> [Dataset records]:
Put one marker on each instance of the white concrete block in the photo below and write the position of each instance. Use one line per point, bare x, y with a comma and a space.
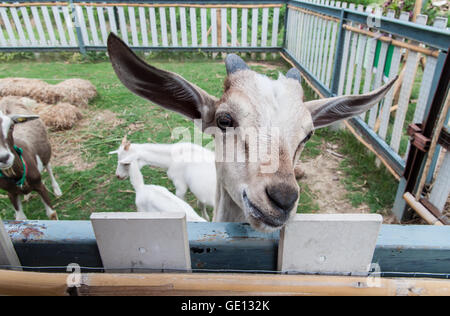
142, 241
329, 243
8, 256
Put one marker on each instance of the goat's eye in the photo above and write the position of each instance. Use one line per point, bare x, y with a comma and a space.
224, 120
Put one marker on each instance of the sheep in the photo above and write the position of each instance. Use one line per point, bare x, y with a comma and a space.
155, 198
188, 165
24, 152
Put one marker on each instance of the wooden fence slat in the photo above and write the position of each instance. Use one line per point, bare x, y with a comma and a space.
387, 103
37, 22
276, 17
19, 27
28, 27
153, 28
254, 27
193, 17
49, 26
234, 27
183, 26
102, 25
133, 26
163, 25
203, 16
405, 93
173, 26
7, 24
93, 26
427, 78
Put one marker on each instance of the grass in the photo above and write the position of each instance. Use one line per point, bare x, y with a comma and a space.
95, 188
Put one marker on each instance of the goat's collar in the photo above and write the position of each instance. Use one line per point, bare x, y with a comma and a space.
22, 180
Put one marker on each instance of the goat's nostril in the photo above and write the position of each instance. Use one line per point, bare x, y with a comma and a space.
282, 196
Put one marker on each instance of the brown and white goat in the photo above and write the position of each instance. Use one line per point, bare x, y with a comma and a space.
251, 101
24, 151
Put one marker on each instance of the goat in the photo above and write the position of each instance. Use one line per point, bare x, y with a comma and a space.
188, 165
155, 198
24, 152
246, 191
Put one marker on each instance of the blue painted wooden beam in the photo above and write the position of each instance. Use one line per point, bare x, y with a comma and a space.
226, 246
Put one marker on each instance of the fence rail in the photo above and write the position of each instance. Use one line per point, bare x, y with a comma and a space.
340, 49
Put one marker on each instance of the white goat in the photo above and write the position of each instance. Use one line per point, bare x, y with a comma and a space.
155, 198
189, 166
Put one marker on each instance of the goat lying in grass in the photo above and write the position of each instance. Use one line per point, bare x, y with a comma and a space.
24, 152
189, 166
155, 198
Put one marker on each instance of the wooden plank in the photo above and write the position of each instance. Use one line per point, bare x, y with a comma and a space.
395, 64
69, 26
183, 26
142, 241
93, 26
19, 28
153, 28
37, 22
133, 27
163, 26
8, 256
49, 26
405, 93
173, 26
254, 42
193, 17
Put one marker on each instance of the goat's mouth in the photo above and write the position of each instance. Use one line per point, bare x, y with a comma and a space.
258, 215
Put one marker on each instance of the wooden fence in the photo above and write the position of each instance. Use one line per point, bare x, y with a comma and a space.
339, 49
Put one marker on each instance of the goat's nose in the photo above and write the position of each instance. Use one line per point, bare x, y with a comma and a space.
283, 196
4, 158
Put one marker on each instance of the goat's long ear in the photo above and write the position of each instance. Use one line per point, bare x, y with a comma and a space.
22, 118
327, 111
164, 88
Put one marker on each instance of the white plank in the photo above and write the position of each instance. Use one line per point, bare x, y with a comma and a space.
122, 24
183, 26
405, 93
441, 186
49, 26
19, 28
329, 243
276, 17
193, 17
244, 27
112, 20
265, 23
143, 25
173, 26
69, 26
37, 22
223, 27
153, 28
6, 22
102, 24
254, 27
214, 27
136, 241
133, 27
163, 25
233, 27
8, 255
204, 27
92, 25
387, 103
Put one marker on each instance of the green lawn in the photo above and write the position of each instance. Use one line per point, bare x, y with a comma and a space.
96, 189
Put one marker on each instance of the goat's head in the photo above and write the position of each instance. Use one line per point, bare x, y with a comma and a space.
6, 136
251, 103
124, 151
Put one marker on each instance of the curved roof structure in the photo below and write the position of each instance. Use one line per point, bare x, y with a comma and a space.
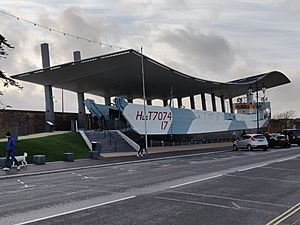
119, 74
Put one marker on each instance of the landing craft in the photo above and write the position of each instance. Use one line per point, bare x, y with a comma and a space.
166, 123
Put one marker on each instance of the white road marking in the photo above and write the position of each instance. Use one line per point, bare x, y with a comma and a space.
285, 215
195, 181
252, 167
236, 205
76, 210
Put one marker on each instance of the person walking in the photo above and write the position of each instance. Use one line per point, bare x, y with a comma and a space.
10, 152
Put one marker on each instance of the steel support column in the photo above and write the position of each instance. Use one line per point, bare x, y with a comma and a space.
49, 114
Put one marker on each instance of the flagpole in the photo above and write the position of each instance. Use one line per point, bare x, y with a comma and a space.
144, 98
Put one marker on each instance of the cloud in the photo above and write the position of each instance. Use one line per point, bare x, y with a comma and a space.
209, 52
209, 39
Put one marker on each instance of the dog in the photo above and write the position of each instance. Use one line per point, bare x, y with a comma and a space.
21, 159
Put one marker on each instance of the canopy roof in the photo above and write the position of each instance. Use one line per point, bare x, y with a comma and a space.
119, 74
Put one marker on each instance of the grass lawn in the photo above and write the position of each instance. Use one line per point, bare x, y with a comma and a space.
52, 147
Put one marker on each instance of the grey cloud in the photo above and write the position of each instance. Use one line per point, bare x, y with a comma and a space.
210, 52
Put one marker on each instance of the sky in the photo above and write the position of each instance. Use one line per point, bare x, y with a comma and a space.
209, 39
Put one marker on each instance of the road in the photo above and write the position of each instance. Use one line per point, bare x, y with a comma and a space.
222, 187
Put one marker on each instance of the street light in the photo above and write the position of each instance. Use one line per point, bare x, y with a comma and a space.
257, 103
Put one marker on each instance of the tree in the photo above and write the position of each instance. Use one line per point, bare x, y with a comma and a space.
286, 118
7, 81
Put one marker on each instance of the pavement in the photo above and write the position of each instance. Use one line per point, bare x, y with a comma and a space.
106, 159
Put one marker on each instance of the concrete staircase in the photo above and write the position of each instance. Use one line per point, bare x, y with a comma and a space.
108, 141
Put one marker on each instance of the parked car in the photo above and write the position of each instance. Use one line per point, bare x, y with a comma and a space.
277, 139
293, 136
250, 142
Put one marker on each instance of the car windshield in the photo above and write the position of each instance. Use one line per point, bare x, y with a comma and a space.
259, 136
294, 133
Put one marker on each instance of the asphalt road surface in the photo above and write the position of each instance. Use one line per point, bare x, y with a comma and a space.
216, 188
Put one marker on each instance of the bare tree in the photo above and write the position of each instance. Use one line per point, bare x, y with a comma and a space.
286, 118
7, 81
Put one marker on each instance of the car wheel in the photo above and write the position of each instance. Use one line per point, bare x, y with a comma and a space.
249, 147
235, 148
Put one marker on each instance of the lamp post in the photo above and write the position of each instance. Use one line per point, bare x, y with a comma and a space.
257, 103
144, 98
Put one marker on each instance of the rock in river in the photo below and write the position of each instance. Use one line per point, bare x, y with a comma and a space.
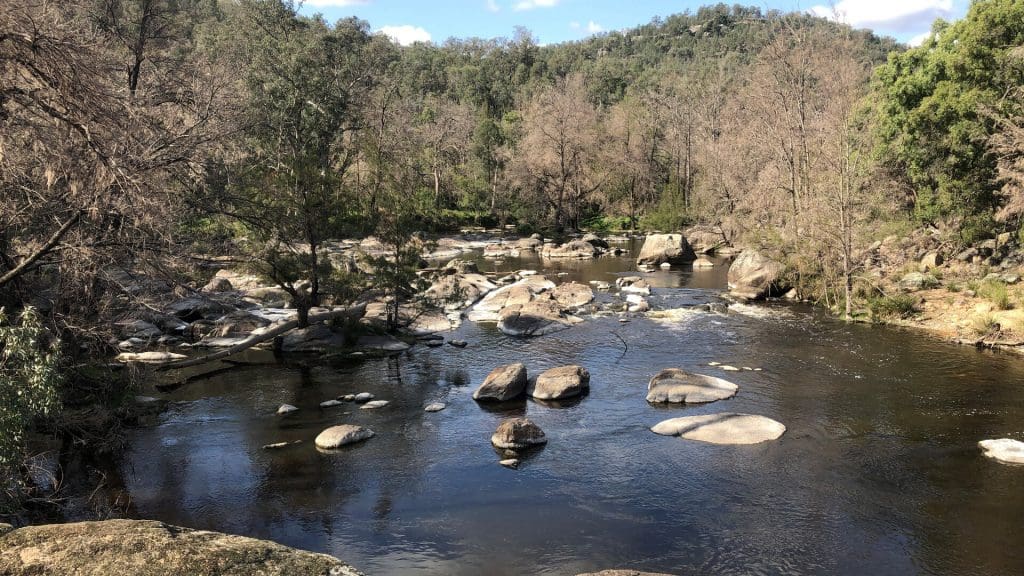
516, 434
145, 547
556, 383
672, 248
678, 385
572, 294
722, 428
342, 435
754, 276
1004, 450
534, 319
154, 357
504, 382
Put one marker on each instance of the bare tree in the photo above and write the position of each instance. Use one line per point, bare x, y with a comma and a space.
87, 176
561, 132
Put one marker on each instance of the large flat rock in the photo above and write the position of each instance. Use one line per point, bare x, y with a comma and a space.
342, 435
722, 428
141, 547
1004, 450
677, 385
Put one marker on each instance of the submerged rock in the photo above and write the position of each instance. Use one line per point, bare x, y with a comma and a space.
342, 435
142, 547
557, 383
504, 382
1004, 450
722, 428
151, 357
677, 385
516, 434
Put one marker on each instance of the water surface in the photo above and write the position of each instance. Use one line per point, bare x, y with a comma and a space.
878, 474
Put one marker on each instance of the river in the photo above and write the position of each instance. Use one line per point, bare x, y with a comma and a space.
879, 471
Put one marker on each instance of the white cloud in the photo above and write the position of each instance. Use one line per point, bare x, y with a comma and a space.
919, 39
893, 15
592, 27
406, 34
530, 4
335, 3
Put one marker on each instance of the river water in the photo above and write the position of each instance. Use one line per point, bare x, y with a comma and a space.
879, 471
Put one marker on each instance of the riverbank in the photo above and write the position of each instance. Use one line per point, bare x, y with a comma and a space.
152, 548
966, 295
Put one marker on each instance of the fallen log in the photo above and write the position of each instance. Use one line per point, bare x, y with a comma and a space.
268, 333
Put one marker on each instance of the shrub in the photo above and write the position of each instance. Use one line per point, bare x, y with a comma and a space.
996, 292
983, 324
29, 379
899, 305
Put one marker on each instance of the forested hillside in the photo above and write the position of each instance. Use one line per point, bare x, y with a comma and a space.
139, 139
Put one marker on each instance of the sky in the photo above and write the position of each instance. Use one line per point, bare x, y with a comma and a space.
559, 21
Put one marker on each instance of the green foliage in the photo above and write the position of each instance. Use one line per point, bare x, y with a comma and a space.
984, 324
669, 214
932, 127
995, 292
604, 223
895, 306
30, 377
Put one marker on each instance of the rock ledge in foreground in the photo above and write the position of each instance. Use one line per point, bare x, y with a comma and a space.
144, 547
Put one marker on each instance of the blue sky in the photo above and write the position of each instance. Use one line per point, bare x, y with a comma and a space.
559, 21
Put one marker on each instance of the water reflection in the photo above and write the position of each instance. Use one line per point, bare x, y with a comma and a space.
878, 472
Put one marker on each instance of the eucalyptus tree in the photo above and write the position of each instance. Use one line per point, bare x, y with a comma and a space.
304, 83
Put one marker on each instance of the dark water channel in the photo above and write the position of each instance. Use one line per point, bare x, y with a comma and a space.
878, 474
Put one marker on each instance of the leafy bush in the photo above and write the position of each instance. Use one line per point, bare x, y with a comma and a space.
29, 379
605, 223
899, 305
996, 292
983, 324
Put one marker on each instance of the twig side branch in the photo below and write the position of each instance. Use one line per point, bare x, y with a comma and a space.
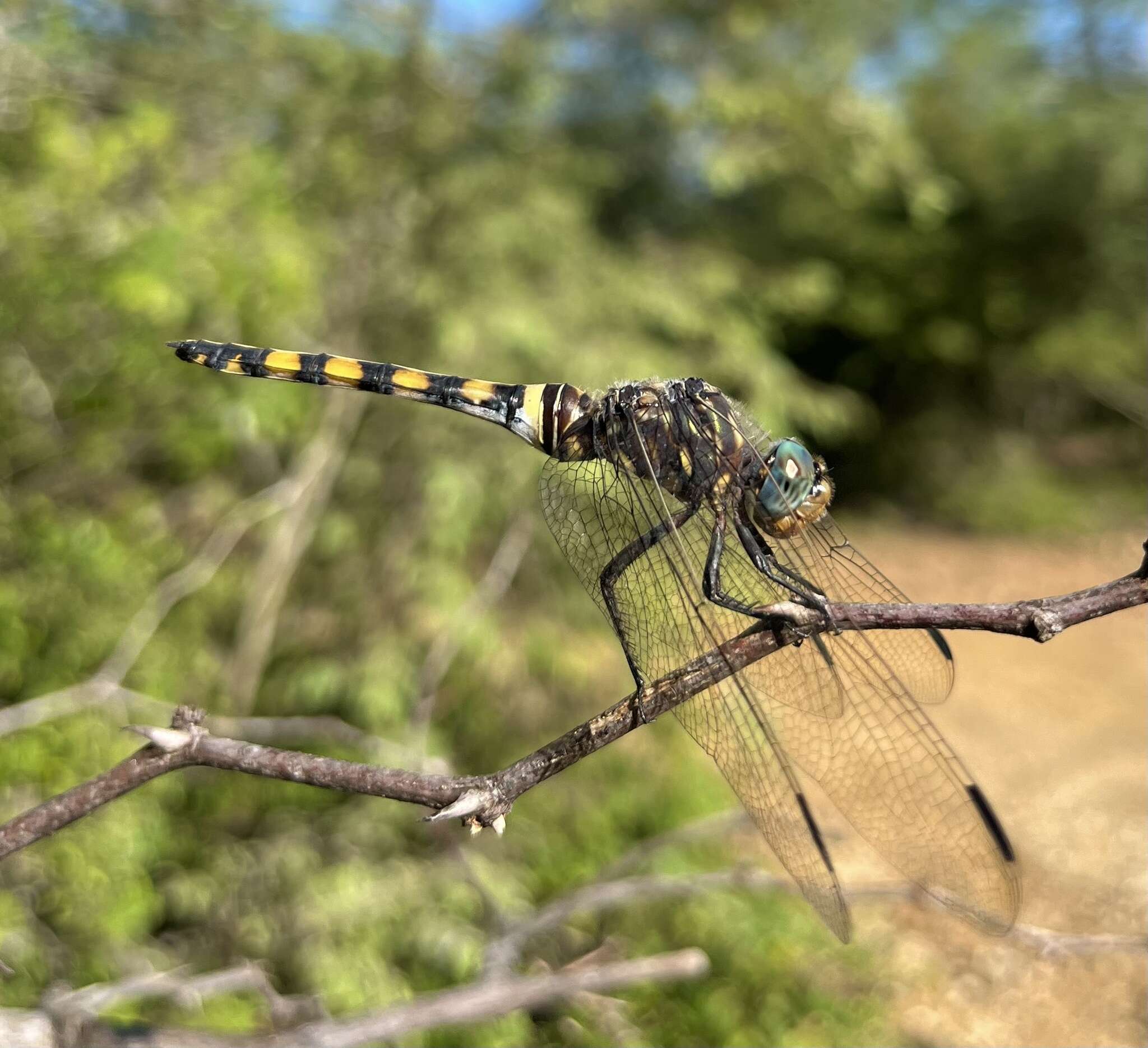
486, 800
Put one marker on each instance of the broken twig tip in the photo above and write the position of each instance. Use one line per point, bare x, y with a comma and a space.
168, 740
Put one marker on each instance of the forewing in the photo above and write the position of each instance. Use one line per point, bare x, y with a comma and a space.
884, 764
596, 512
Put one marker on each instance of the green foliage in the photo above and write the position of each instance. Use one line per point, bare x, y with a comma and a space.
911, 231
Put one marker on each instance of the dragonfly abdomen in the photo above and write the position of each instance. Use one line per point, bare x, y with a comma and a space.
543, 415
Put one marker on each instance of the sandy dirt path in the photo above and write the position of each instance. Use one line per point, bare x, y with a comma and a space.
1058, 736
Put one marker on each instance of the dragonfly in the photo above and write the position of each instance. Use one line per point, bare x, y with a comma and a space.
688, 524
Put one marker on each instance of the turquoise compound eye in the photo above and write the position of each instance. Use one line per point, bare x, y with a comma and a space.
789, 480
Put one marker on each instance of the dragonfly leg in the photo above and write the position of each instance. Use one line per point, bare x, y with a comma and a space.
711, 586
765, 562
613, 571
711, 580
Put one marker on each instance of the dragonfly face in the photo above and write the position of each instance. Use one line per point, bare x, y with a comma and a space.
793, 489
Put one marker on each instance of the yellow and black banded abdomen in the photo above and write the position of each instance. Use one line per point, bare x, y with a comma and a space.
541, 414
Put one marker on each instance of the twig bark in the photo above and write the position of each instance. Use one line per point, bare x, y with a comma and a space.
485, 800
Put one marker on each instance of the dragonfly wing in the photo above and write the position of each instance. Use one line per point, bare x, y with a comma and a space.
883, 763
596, 512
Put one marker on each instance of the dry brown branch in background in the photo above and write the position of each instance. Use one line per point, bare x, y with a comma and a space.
314, 473
485, 800
68, 1018
499, 574
106, 682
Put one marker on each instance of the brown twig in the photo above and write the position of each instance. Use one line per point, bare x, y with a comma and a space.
471, 1004
504, 952
485, 800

> [Assignment]: The response is the exact set of lines from the one holding "Put one marker on each instance of the twig bark" through the last line of the material.

> [Solution to the exercise]:
Put one marker on each instance of the twig bark in the photo above and write the position of each instance. Use one line per point, bare x, y with a comma and a space.
485, 800
Put one marker on each instance of the dragonfly wing in the photo above and write the position of each instance. Use one line per point, bare x, y with a comma and a space.
883, 763
596, 512
Put one marker on each instance of the dry brown branch in background in the photo above and write the position of each instance. Use one line per point, bare x, y with a comma and a space.
314, 473
485, 800
68, 1018
499, 574
106, 682
Put one marker on each instance of the brown twig in the photo above and write the position of each instance. Use one line per point, bare x, y with a comma and a space.
471, 1004
504, 952
485, 800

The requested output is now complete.